● **Metin**
Salonu dolduran yüzlerce insan bir anda sahne önüne akın etmeye çalışıyor, zor ayırıyorlar. Hiç kimseyi kırmıyor, incitmiyor, kaşını bir kere bile düşürmüyor. Gelen fotoğraf çektiriyor, giden kucaklayıp gidiyor, hep içtenlikle gülümsüyor. Sunucu güç bela “Konserimiz devam ediyor” diye nezaketle araya giriyor. Kaldığı yerden devam ediyor.
Kısacık saçlı Zeynep beliriyor orkestranın ardında, yakışıklı çapkın bekâr Harun’u (Cüneyt Arkın) otel odasında izliyor. Babasına özenip dedektifçilik oynarken bir anda âşık oluveriyor. Cüneyt Arkın, Münir Özkul ve Cevat Kurtuluş’la oynadığı Arım Balım Peteğim sahnede. Sonrası Devlerin Aşkı, Dönüş, Dila Hanım, Selvi Boylum Al Yazmalım, Bodrum Hâkimi, Yılanı Öldürseler ve nicesi. Orkestra özellikle yine bir Cahit Berkay eseri olan Dila Hanım’da devleşiyor.
Ama birinde, daha ilk notada salonda cümbür cemaat bir kahkaha kopuyor, aynı anda ayağa kalkılıyor, alkışlar yükseliyor. Tabii ki nedeni Sultan filmi… Cümbür cemaatliğin kaynağı, filmin hafızalarda yer edinen coşkusundan belli.
“Ay…” sesleri iç çekişlere, gülüşmelere karışıyor. Önce hüzünlü başlar Sultan’ın müziği, sonra karşıdan koşarak gelen Adile Naşit gibi şenlendirir ortalığı. Salondakiler de öyle oluyor. Sultan, Türkân Şoray’ın oyunculuğuyla büyülediği kadar, senaryosu ve hikâyesiyle de politik olarak muazzam bir film. Gecekondu mahallesinden zengin evlerine temizliğe giden Sultan’la, Hüdai’sinden Enayi’sine kadar yoksulluğu, mücadeleyi, sınıf kinini ve kibrini kusursuz anlatan “Dultan Hanım.”
Sonra balıkçılar güzeli Azize ve Şopen Kenan’ın (Kadir İnanır) dupduru aşkı Kara Gözlüm. Arkada, “O açılacaaak, sennn kapağacaksın” diyen Madam Sülfik (Mürüvvet Sim), ardından Yengeç Rıza (Rıza Tüzün), Arnavut Osman (Aziz Basmacı)…
Sonra ışıklar bir kez daha kapanıp açılıyor ve Türkân Şoray son kez sahneye çıkıyor. Elleri, kuş gibi bir o yana bir bu yana konuyor. Heyecandan dudakları kuruyor, utanıp su içemiyor. Ömrünün yarısından fazlasını şöhretle, nesillerce hayrana sahip olarak geçirmiş bir kadın, sanki dün ilk filmini çevirmiş de bir gecede seyircinin karşısına geçmiş gibi heyecanla narin bir kuşa dönüyor. Ve her yengeç kadını gibi anıları olmadan şuradan şuraya adım atmıyor:
“O sinema yolculuğunu hatırladım, kaybettiklerimizi gördüm. Ne kadar çok değer kaybetmişiz sinemada... Muhteşemdi her şey...”

● **İşlenecek malzeme**

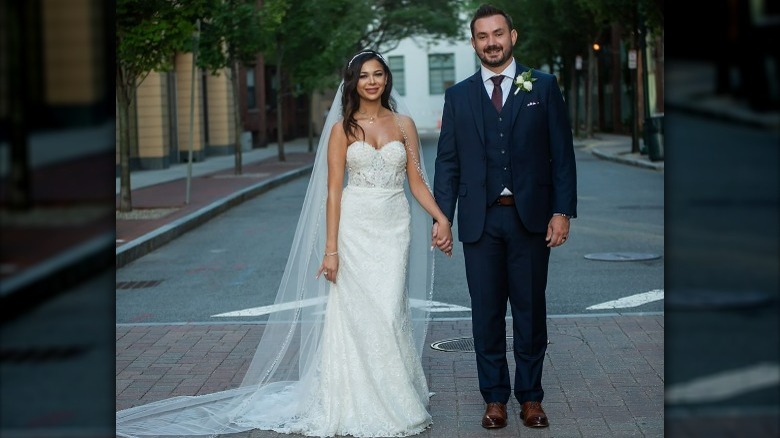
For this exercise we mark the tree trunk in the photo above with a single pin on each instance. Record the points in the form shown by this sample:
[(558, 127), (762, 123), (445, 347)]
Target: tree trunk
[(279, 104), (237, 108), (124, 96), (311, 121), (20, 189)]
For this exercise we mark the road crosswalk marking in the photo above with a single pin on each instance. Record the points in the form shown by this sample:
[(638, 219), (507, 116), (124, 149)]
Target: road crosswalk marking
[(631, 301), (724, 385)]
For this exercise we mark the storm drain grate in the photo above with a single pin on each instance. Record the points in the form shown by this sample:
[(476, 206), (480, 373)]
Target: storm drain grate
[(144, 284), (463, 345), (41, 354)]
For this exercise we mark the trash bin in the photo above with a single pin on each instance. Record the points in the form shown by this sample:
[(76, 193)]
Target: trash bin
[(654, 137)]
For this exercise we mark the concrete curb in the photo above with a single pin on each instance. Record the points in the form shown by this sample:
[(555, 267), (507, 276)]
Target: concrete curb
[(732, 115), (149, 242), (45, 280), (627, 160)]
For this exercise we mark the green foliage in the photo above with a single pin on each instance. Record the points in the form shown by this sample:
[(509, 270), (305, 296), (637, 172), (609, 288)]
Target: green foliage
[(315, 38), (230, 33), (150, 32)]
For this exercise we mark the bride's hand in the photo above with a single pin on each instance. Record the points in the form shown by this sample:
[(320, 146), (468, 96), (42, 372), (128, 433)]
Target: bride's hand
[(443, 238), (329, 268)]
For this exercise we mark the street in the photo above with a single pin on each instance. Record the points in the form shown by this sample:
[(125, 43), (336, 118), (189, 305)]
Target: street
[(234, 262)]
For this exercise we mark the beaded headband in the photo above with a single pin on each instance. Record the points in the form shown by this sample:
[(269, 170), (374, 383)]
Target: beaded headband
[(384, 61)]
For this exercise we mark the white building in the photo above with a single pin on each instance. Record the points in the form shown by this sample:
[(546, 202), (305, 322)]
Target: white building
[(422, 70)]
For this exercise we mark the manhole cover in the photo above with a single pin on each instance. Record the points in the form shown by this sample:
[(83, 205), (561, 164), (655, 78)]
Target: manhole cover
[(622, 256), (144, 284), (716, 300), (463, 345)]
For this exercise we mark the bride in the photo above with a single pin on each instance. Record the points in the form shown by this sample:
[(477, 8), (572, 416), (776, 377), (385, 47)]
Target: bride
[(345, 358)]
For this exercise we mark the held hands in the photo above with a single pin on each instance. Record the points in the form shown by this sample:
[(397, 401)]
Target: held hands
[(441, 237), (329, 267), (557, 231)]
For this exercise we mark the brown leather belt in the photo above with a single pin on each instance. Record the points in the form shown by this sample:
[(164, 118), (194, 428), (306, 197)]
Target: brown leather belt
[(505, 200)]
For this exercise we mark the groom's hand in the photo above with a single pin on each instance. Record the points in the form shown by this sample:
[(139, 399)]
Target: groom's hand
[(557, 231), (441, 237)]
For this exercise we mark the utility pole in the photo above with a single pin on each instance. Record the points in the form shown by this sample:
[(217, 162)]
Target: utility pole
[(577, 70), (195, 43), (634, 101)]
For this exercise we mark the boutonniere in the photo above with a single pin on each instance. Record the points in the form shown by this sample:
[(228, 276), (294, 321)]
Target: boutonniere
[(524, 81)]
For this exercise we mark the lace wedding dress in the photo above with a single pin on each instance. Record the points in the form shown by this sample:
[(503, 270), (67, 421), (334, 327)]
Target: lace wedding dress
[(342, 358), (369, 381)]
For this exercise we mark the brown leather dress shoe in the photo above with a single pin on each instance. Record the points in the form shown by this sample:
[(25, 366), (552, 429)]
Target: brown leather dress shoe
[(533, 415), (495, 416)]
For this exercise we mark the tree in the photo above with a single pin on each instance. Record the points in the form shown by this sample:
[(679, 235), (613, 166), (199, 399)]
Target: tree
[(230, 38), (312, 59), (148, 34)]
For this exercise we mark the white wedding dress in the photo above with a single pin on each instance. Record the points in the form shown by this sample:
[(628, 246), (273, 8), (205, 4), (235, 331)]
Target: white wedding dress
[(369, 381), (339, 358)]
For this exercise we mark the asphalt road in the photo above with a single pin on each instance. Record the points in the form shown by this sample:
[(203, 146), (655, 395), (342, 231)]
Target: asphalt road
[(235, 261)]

● **Yapılacak işler**
a) Listede "For this exercise we mark the brown leather dress" ifadesini içeren satırdan listenin sonuna kadar olan satırları, iki uçtaki satırlar da dahil olmak üzere, kelimesi kelimesine yeniden yazın.
b) Türkân Şoray'ın konserini anlatan metni kaldığı yerden devam ettirin.

● **Verilen yanıtlar**
a)
For this exercise we mark the brown leather dress shoe in the photo above with a single pin on each instance. Record the points in the form shown by this sample:
[(25, 366), (552, 429)]
Target: brown leather dress shoe
[(533, 415), (495, 416)]
For this exercise we mark the tree in the photo above with a single pin on each instance. Record the points in the form shown by this sample:
[(679, 235), (613, 166), (199, 399)]
Target: tree
[(230, 38), (312, 59), (148, 34)]
For this exercise we mark the white wedding dress in the photo above with a single pin on each instance. Record the points in the form shown by this sample:
[(628, 246), (273, 8), (205, 4), (235, 331)]
Target: white wedding dress
[(369, 381), (339, 358)]
For this exercise we mark the asphalt road in the photo above with a single pin on each instance. Record the points in the form shown by this sample:
[(203, 146), (655, 395), (342, 231)]
Target: asphalt road
[(235, 261)]

b)
Nezaketi ve zarafetiyle büyülerken, tevazuyu da göğsünde taşıyor. Sultan’da cümbüşe dönen herkese bir selam veriyor:
“Güzel filmler çevirmişim galiba, bazıları çok sevilmiş. Mesela Sultan… Çok sevmişsiniz… Kara Gözlüm, Devlerin Aşkı, Selvi Boylum Al Yazmalım… Ben de Asya’yı her izleyişimde ağlıyorum. Onun yazarı Kırgız yazar Cengiz Aytmato. (Kırmızı Eşarp) Çok güzel uyarlanmış sinemaya. Sevgili Atıf Yılmaz, Ali Özgentürk o kadar güzel uyarladılar ki...”
Safa Önal’ın senaryoya öylesine koyduğu “Çok eskiden rastlaşacaktık” cümlesiyle kült olan Metin Erksan’ın Vesikalı Yarim’inden çok kıymetli bir bilgiyi de paylaşıyor:
“O film için bestelendi Kalbimi Kıra Kıra. O şarkı Vesikalı Yarim için yapıldı. Uzun sinema kariyerimde filmlerimde hep müzikler oldu. Bu müzikler filmlere can kattı.”
Sona gelirken, senfoninin aslında hayatının tâ kendisi olduğunu; sinemayı ve seyircisini nasıl sevdiğini herkesin gözünün içine bakarak büyük bir coşkuyla söylüyor:
“İyi ki yaşamışım, iyi ki sinemacı olmuşum, iyi ki bu kadar film çevirmişim. Yoksa burada olabilir miydim? Sinema olmasaydı bir araya gelebilir miydik? Yaşasın sanat, yaşasın sinema. Heyecandan dudaklarım kurudu. Utandım, içemedim.”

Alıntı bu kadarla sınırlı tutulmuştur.